Retype the lines below word for word, beginning with the line that contains "Where can the arm" and continuing through the last of the lines.

-- Start Material for this task --

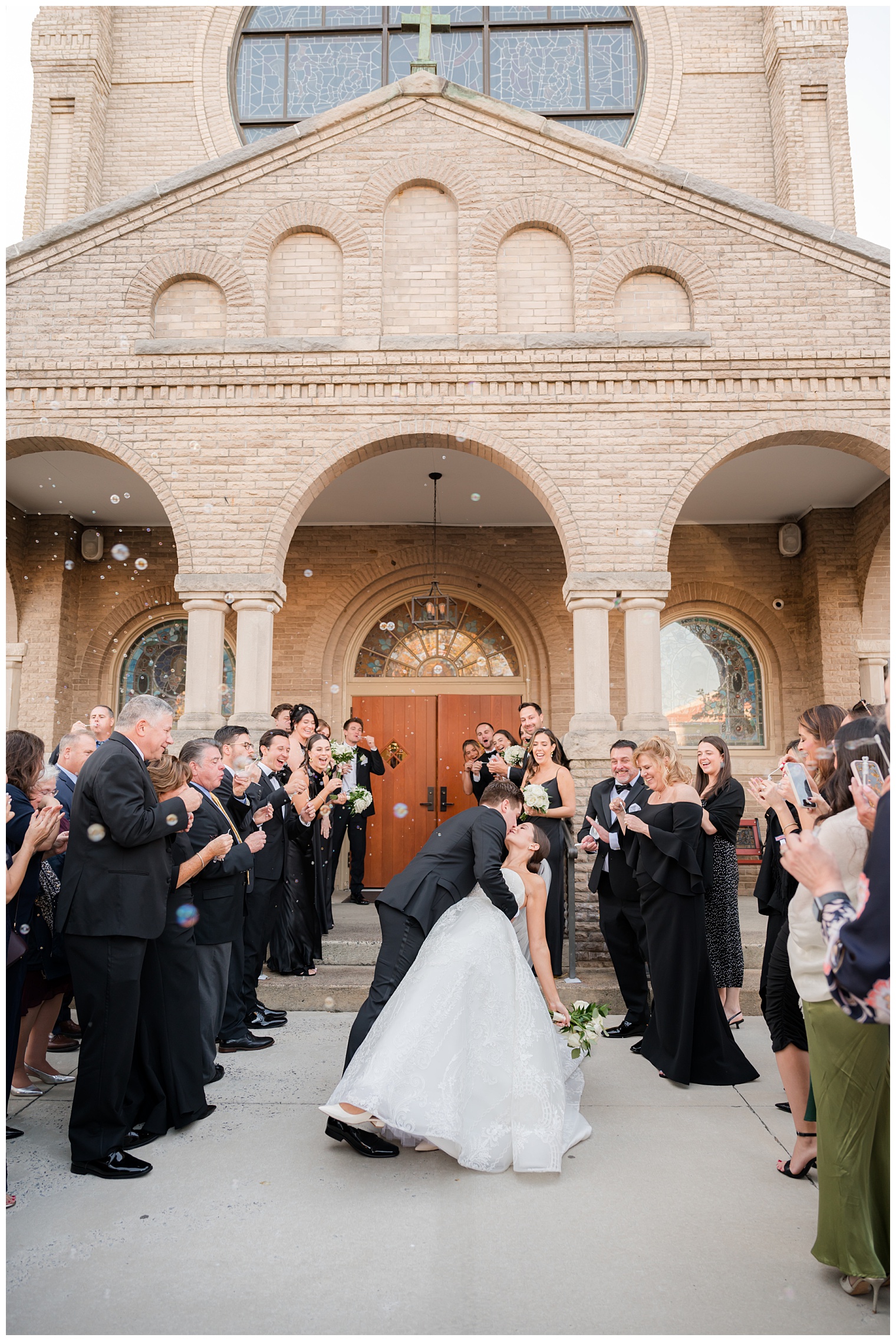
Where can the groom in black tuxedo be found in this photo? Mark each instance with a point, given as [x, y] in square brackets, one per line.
[467, 849]
[614, 881]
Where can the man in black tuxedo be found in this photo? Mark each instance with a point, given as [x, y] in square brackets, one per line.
[467, 849]
[357, 774]
[278, 821]
[113, 899]
[614, 881]
[219, 894]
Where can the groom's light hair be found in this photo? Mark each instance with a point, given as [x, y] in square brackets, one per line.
[502, 789]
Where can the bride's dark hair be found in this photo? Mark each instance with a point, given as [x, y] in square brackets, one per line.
[543, 849]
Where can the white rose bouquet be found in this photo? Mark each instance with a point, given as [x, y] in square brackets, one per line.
[536, 800]
[585, 1025]
[342, 752]
[358, 800]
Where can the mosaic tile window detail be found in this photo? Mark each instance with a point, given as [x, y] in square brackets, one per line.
[157, 664]
[298, 61]
[711, 683]
[476, 648]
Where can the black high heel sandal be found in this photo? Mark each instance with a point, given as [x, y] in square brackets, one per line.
[812, 1163]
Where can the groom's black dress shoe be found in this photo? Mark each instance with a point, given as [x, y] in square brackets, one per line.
[116, 1164]
[365, 1143]
[628, 1029]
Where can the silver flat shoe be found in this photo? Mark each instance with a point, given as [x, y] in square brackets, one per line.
[51, 1079]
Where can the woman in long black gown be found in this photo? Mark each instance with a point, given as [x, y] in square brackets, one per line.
[689, 1038]
[166, 1086]
[546, 770]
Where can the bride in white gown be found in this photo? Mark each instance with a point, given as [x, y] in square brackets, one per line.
[465, 1056]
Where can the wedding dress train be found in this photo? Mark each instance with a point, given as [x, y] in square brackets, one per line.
[466, 1055]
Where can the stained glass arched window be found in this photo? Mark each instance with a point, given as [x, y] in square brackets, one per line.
[157, 664]
[476, 647]
[711, 683]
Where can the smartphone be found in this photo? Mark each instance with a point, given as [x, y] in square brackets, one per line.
[800, 782]
[868, 774]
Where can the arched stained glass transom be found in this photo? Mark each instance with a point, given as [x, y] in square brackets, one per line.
[478, 647]
[578, 65]
[711, 683]
[156, 664]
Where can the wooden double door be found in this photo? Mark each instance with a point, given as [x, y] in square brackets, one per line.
[420, 738]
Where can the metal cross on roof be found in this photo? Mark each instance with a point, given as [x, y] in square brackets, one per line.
[424, 22]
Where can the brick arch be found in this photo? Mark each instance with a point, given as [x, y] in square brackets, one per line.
[305, 216]
[424, 171]
[188, 263]
[843, 435]
[61, 436]
[419, 432]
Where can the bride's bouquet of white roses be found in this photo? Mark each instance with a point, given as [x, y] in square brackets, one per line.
[585, 1025]
[536, 800]
[358, 800]
[342, 752]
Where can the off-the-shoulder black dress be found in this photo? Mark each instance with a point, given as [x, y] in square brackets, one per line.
[689, 1037]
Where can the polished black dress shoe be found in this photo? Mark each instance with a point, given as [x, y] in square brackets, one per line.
[251, 1044]
[117, 1164]
[136, 1139]
[628, 1029]
[365, 1143]
[265, 1020]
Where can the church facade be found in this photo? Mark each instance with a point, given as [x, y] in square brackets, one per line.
[622, 301]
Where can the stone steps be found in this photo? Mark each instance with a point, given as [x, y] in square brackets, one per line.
[351, 951]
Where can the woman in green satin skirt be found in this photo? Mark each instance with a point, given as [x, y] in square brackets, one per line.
[851, 1081]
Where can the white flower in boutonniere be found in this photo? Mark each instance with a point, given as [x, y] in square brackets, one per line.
[358, 800]
[536, 800]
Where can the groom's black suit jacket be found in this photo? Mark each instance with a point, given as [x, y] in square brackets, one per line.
[598, 806]
[465, 851]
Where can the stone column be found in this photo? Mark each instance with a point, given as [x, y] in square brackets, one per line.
[202, 714]
[872, 659]
[255, 613]
[643, 681]
[15, 656]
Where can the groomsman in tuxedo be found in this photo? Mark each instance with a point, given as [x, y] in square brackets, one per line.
[112, 901]
[614, 881]
[357, 774]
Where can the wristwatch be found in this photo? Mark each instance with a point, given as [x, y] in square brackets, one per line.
[817, 904]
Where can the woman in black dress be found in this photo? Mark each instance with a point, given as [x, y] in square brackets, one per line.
[689, 1038]
[723, 803]
[166, 1086]
[545, 770]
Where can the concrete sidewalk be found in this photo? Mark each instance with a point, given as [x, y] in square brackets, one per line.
[671, 1220]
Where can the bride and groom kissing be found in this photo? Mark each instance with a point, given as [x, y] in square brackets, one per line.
[455, 1047]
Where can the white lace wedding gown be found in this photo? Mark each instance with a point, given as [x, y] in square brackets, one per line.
[466, 1055]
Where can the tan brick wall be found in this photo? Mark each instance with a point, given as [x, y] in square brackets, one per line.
[420, 263]
[651, 302]
[534, 282]
[305, 286]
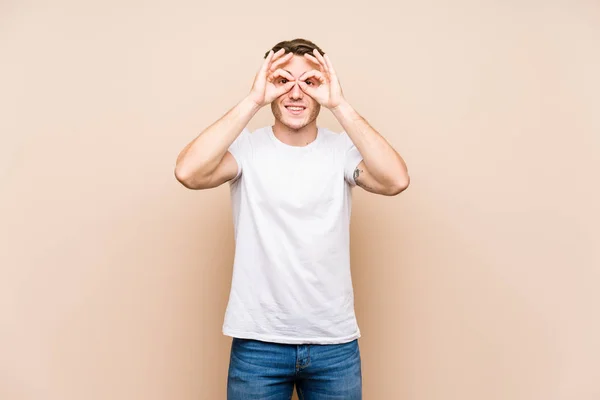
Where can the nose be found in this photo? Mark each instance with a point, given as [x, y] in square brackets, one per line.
[296, 92]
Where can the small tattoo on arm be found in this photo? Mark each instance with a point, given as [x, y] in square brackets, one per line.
[357, 172]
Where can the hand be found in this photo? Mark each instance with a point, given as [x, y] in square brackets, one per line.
[322, 85]
[271, 81]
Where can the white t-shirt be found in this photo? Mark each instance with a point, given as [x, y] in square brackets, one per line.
[291, 205]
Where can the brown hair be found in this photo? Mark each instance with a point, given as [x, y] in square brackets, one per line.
[297, 46]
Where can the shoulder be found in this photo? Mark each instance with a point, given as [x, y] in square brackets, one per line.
[339, 140]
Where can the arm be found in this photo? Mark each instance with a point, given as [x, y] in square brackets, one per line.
[382, 170]
[206, 162]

-- End Material for this task --

- _Exercise response_
Where can the arm be found in this photo? Mark each instance with a point, given as [x, y] in square brackets, one per line.
[382, 170]
[206, 162]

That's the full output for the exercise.